# Indicaciones
**a.** En el texto sobre el jazz, ¿en qué publicación le hicieron la entrevista a Leo Smith?
**b.** Sigue escribiendo el texto sobre el jazz a partir de su última oración.

# Texto elegido
##########
Edición original: (1976): Jazz is. Nueva York, Random House, Inc., & The Ridge Press.

Gran coro final (abierto)  pags. 267-279. Por Nat Hentoff.

La obra de una vida, una música que es la vida del ejecutante, toma la configuración de esa vida, y la configura a su vez. Una obra, un perfeccionamiento continuo. Para algunos, una expansión continua, una búsqueda. Más allá de las notas, hacia los sonidos. Cuando se “piensa sin pensar, instrumento y ejecutante son una sola y misma cosa. El ascenso es duro para el músico «diferente», que después se convierte en la norma, mientras los músicos más singulares aún merodean en las sombras. Una música que es celebración; y parte de lo que celebra es su propia historia, su historia rica, densa, fascinante de músicos que eran faros tanto en su manera de andar como en la de tocar, que eran luces que señalaban en una determinada dirección.

Al tiempo que amplían incesantemente su sonido, los músicos jóvenes de hoy se interesan también, y tal vez más que nunca, por la historia de la música. Leo Smith -un trompetista que durante algunos años fue uno de los elementos fundamentales de la Asociación para el Progreso de la Música Creativa, con centro en Chicago- ha estudiado y escuchado atentamente la música tradicional, y habla con conocimiento de causa de Johnny y Baby Dodds y de Louis Armstrong y de la Banda del Ejército de James Reese Europe durante la Primera Guerra Mundial, integrada sólo por músicos negros.

En una entrevista para Coda, la publicación canadiense de jazz, Smith consigna con orgullo que cuando la banda de James Reese Europe hizo una gira por el continente europeo, se encontró, entre los músicos franceses, con escépticos para quienes la única explicación de la diferencia fundamental que encontraban en la música de los intérpretes negros era la teoría de que los instrumentos habían sido modificados para que sonaran de esa manera. Entonces, cuenta Smith, los músicos franceses y los músicos negros intercambiaron sus instrumentos, pero los franceses siguieron obteniendo el mismo sonido que antes, y otro tanto sucedió con los negros. Bueno, entonces deben ser las partituras, dijeron los músicos franceses, y cambiaron las partituras con los negros, pero los negros hicieron que la música de las partituras francesas sonaran como música negra, y los franceses no pudieron conseguir que la música de los negros sonara hot. Y, por supuesto, no consiguieron imprimirle swing.

El relato de Smith me trae a la memoria los intentos de Pee Wee Russell, hace años, por definir el jazz:

«Se podrían usar palabras de diez sílabas sin que con ellas se llegara a decir nada. Si digo algo que se parezca a una definición, lo mas probable es que un segundo después tenga que desdecirme. No estoy seguro de que esto realmente sirva, pero en cierto sentido viene a ser algo así: un cierto grupo de gente -que no importa de dónde viene- que tienen un sentimiento y un ritmo innegables, un ritmo del cual no se los podría despojar ni poniéndolos en una corporación sinfónica. Independientemente del tipo de música que decidieran tocar, podrían sentir el “beat” que marca el director; podrían sentirlo mejor que alguien que se supiera la partitura de memoria. La manera de tocar de esos hombres no se podría alterar, no importa dónde los pusiera uno ni lo que tratara de enseñarles».
##########
# Contenido del conjunto
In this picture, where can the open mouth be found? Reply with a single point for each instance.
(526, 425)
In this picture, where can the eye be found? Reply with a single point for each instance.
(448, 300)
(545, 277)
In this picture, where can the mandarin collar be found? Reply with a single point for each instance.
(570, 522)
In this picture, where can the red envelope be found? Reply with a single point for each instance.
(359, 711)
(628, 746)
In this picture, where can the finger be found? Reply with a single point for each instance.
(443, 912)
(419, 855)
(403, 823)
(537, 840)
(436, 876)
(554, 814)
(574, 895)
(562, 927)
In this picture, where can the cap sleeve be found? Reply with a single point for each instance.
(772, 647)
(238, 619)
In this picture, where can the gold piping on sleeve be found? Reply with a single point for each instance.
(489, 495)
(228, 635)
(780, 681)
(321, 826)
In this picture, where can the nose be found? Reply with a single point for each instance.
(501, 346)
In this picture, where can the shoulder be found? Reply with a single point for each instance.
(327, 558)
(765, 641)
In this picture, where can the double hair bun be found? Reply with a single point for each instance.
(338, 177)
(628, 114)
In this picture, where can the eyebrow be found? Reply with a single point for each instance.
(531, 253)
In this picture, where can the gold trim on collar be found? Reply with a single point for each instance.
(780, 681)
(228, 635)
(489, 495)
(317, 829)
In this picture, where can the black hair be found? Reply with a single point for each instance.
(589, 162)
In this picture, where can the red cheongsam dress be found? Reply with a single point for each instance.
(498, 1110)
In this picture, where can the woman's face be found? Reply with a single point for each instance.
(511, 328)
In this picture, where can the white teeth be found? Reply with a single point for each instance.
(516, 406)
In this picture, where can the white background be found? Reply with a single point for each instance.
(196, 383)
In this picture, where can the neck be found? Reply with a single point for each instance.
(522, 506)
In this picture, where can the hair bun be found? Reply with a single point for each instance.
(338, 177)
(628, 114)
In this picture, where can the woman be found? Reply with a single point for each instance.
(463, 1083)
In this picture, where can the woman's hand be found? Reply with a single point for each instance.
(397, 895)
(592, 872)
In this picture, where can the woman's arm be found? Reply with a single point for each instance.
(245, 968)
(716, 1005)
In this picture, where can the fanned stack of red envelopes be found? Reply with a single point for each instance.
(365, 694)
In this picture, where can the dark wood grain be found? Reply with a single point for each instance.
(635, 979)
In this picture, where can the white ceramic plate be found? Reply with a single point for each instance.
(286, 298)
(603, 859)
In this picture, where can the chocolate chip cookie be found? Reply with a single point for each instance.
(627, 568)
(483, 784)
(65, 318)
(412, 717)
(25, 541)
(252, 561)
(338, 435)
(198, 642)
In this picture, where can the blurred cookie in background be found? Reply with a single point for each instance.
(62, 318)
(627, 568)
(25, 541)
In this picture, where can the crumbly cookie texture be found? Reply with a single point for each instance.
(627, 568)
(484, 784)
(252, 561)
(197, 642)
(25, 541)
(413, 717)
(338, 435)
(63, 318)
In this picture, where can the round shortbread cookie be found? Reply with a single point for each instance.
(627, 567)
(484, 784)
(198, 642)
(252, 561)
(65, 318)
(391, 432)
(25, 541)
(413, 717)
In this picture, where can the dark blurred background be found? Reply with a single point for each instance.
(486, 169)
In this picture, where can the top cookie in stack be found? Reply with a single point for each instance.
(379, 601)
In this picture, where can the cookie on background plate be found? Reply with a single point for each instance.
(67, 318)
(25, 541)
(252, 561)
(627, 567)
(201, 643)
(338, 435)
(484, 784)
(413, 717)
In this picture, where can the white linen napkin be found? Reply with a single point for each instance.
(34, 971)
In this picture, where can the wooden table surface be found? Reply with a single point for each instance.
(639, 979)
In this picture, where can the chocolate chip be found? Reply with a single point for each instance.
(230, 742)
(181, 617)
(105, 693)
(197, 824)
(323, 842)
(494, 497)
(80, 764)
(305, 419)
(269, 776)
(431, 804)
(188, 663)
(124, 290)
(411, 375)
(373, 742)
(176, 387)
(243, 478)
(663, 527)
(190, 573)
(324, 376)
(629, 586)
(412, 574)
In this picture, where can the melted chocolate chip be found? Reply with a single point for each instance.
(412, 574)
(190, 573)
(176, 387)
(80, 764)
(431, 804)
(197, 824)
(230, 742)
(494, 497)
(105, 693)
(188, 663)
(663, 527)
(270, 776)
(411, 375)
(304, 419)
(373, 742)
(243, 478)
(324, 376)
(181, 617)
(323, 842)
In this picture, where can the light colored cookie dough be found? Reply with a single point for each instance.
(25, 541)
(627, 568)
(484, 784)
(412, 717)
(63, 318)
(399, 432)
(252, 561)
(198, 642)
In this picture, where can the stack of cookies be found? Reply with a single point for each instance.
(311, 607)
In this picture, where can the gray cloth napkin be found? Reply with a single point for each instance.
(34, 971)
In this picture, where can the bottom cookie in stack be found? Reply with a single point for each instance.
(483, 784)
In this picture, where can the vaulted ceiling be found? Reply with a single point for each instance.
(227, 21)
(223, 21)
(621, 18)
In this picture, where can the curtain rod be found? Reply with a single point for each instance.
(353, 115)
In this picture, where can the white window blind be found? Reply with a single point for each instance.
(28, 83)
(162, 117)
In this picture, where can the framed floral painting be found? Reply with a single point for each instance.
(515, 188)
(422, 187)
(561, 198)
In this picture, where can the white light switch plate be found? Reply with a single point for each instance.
##########
# Respuestas del ejercicio
**a.** En Coda, la publicación canadiense de jazz.

**b.**
Eso es parte de la cuestión, como lo es también la creación y recreación continua de lo que se considera «aceptable», en el sonido, en la estructura, en la definición misma de todos los elementos de la música. Los primeros intérpretes, los de instrumentos de viento, movidos por su urgente necesidad expresiva, iniciaron las coloraciones, las formas de fraseo y las «bending notes», las extensiones tonales y otras mil permutaciones sonoras que jamás se habían oído antes. Y desde entonces, las cosas han seguido así.

«Si se hace necesario una técnica más amplia para expresar lo que intento decir, la uso -insiste el trombonista Grachan Moncur III-. Y si tengo que golpear una cacerola con un palo, también lo hago.»

O, como dice el flautista James Moody:

«Para mí, cualquier sonido tiene sentido. Cualquier ruido. Si uno cae al suelo, eso tiene sentido. Te has caído, ¿no? Pues se supone que la música expresa un sentimiento».

Por eso, los músicos posteriores al bop, aunque de una complejidad musical mucho mayor que la de sus antepasados previos al jazz, siguen todavía ligados a aquellos músicos negros sureños de la época posterior a la Guerra Civil, que no estudiaban música y, por ende, hacían de los instrumentos de viento extensiones de la voz humana, incierta, gangosa, ronca, gimiente. El difunto Eric Dolphy, uno de los más osados, entre los jóvenes experimentadores del jazz, se quedó una vez atónito y sorprendido al tener la súbita vivencia de ese vínculo que le ligaba de algún modo al pasado. Mientras participaba en un festival de jazz en Washington, D.C., Dolphy oyó por primera vez a la Eureka Jazz Band, de Nueva Orleans.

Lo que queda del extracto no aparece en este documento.